Das erst jetzt unter dem Titel "Hamburg "72" als Live-Album veröffentlichte Jazz-Konzert von Keith Jarrett, Charlie Haden und Paul Motian lässt Thomas Steinfeld in der SZ ganz und gar dahinschmelzen: "Diese Musik [ist] virtuos genug, um ihr Material als offenen Grundriss zu behandeln, auf dem sich weite Fluchten anlegen lassen, behagliche Nischen oder hin und wieder auch etwas völlig Unsinniges. Es schmerzt ein wenig zu wissen, dass solche Souveränität längst etwas Seltenes ist." In der FAZ bekundet auch Wolfgang Sandner, beim Hören "ein bisschen wehmütig" zu werden.

Einen echten Leckerbissen hat Rüdiger Esch mit seinem Interviewband "Electri_City" über Düsseldorf als Keimzelle der elektronischen Musik vorgelegt, meint Hendrik Otremba in der Jungle World: "Auf den ersten Blick ist das Buch ein Zeugnis der Musikgeschichte und richtet sich an Menschen, die ein nahezu nerdiges Interesse an den technischen Details des emporkommenden Elek­troniksounds aus Düsseldorf haben. Auf den zweiten Blick bemerkt man: Es ist die Erzählung einer intensiven, einzigartigen Musik." Mehr zu dem Buch hier.

Mit den Begriffen Innovation oder Experiment können Sven Regener und Jakob Ilja von Element of Crime nicht viel anfangen, erklären sie im Interview mit der NZZ. Ihr neues Album hat zehn neue Songs, das muss reichen, meint Regner: "Eine Band ist ja ein bisschen so wie der Bremer Bürgerpark. Der sieht jeden Tag anders aus: Hier sind ein paar Blätter runtergefallen, da ist einmal ein Baum tot, dort wachsen plötzlich Blumen raus. Das ist auch der normale Effekt, wenn eine Band neue Songs macht: Das eine kommt dazu, und das andere verschwindet in der Vergangenheit. Es bringt ja nichts, aus dem Bremer Bürgerpark einen japanischen Steingarten zu machen. Das ist einfach nur Quatsch."

Das Lollapalooza-Festival kommt nach Berlin. Was in der Berliner Zeitung Anlass zur höchsten Freude ist, löst bei Berthold Seliger (Jungle World) starke Vorbehalte aus: Längst steht hinter der Festivalmarke kein idealistischer Betrieb mehr, sondern ein knallhart kalkulierender Konzern, wie seine Recherchen ergeben haben. Er ist skeptisch, "ob die in Kooperation mit oder gleich unter direkter Beteiligung der Großkonzerne veranstalteten neuen Festivals 2015 die Berliner Musikszene bereichern. Hoffen wir, dass das Land Berlin den Lollapalooza-Machern wenigstens einigermaßen hohe Mieten und Gebühren abknöpft. Davon könnte dann langfristig tatsächlich die Berliner Musikszene profitieren."

## AUFGABEN
**a)** Welche Stadt wird in der Presseschau zur Musik als Keimzelle der elektronischen Musik bezeichnet, der Rüdiger Esch seinen Interviewband widmet?
**b)** Führen Sie die Presseschau zur Musik im Anschluss an ihren letzten Satz weiter.

## BEREITGESTELLTE AUFLISTUNG
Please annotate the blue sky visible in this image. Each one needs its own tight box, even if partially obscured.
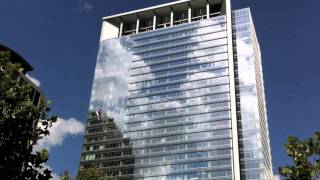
[0,0,320,178]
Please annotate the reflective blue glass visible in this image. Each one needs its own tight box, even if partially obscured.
[90,16,232,180]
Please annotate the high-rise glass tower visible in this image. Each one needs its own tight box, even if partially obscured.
[81,0,273,180]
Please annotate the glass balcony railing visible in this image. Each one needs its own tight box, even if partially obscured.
[174,19,188,25]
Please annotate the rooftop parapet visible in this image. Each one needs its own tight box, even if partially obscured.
[100,0,226,41]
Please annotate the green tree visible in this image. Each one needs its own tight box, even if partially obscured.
[279,132,320,180]
[59,171,71,180]
[0,51,57,180]
[75,167,105,180]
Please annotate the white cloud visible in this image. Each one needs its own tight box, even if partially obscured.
[34,118,85,151]
[26,74,41,87]
[77,0,94,13]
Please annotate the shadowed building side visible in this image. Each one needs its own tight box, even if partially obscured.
[80,111,134,180]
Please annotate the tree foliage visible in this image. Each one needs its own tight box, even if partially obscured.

## LÖSUNGEN
**a)** Düsseldorf

**b)**
Mächtig zynisch findet es Daniel Zylbersztajn in der taz, dass Bob Geldof seinen schon in den 80ern umstrittenen Band-Aid-Charity-Klassiker "Do they know it"s Christmas?" nun in einer Ebola-Edition neu aufgelegt hat: "Wenn alte Stereotype daher aufgerissen werden, damit sich saturierte Popstars mit afrikanischen Missionsfedern schmücken können, dann darf man auch vom Kolonialismus, Neokolonialismus und rassistischer Bevormundung nicht schweigen."

Weitere Artikel: Für The Quietus plaudert Julian Marszalek ausführlich mit Robert Plant, der gerade sein neues Album "Lullaby And… The Ceaseless Roar" (mehr) veröffentlicht hat. Für den Tagesspiegel hat Andreas Hartmann das Berliner Elektrolabel Pan besucht. Frédéric Schwilden muss sich nach einer Glosse in der Welt von dem Rapper Fler beschimpfen lassen. In seinem Poptagebuch beim Rolling Stone gratuliert Eric Pfeil schon jetzt allen Christkindern aus Pop und Rock. Außerdem gibt "Retromania"-Autor Simon Reynolds seine hauntologischen Musikempfehlungen für November bekannt.

Besprochen werden Azealia Banks Debütalbum "Broke with expensive Taste" (taz), das Album "Radian Verses Howe Gelb" (Standard), die Neubauten-Performance "Lament (The Quietus), die Konzeptalben der Einstürzenden Neubauten und der Tindersticks zum Ersten Weltkrieg (taz), ein Konzert der Counting Crows (Tagesspiegel), die Deluxe-Wiederveröffentlichung von David Bowies "81er Album "Nothing Has Changed" (Pitchfork) und ein Konzert von Hilary Hahn in München (SZ).